**Directions for this task**
Retype the material verbatim, everything from its first line down to and including the line containing "65L155 74L149 77L152".

**Records provided**
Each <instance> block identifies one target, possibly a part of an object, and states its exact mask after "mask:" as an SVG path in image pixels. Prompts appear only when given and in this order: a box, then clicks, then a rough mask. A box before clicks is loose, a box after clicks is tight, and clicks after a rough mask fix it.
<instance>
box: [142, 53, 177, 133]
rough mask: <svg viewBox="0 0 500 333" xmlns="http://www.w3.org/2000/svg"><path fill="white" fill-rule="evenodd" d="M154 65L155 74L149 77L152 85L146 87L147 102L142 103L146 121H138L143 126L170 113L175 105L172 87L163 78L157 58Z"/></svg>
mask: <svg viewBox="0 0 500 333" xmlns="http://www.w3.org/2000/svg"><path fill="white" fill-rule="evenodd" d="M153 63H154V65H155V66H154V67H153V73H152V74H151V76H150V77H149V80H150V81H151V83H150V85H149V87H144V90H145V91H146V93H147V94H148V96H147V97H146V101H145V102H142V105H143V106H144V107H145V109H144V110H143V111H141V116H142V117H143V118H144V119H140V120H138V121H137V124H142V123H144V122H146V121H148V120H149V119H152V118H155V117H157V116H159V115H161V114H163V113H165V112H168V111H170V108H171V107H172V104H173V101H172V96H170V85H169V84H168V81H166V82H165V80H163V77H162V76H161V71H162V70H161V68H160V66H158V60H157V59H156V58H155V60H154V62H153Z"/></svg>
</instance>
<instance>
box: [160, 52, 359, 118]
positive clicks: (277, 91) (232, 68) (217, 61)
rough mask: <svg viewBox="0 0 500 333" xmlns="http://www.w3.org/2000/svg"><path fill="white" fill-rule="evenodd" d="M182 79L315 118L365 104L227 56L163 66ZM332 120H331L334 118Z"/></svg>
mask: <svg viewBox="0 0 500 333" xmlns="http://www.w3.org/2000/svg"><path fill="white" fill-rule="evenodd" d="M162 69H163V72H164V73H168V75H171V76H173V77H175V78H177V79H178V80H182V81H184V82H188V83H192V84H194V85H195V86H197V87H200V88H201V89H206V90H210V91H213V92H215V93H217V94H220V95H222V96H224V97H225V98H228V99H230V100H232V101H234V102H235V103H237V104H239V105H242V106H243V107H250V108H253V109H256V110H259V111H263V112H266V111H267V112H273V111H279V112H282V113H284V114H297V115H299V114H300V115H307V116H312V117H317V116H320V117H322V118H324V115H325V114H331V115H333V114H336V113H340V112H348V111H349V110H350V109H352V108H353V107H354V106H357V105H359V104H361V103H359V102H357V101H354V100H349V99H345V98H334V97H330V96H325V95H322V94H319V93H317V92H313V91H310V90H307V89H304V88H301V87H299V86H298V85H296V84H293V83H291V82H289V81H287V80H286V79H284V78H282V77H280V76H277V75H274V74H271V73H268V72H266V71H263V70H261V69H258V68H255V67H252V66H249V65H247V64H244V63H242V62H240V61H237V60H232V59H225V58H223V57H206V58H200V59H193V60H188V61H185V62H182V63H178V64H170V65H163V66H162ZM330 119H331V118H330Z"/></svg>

**Answer space**
Each <instance> block identifies one target, possibly a part of an object, and states its exact mask after "mask:" as an SVG path in image pixels. Prompts appear only when given and in this order: a box, then clicks, then a rough mask. A box before clicks is loose, a box after clicks is tight, and clicks after a rough mask fix it.
<instance>
box: [142, 53, 177, 133]
rough mask: <svg viewBox="0 0 500 333" xmlns="http://www.w3.org/2000/svg"><path fill="white" fill-rule="evenodd" d="M154 65L155 74L149 77L152 85L146 87L147 102L142 103L146 121H138L143 126L170 113L175 105L172 87L163 78L157 58Z"/></svg>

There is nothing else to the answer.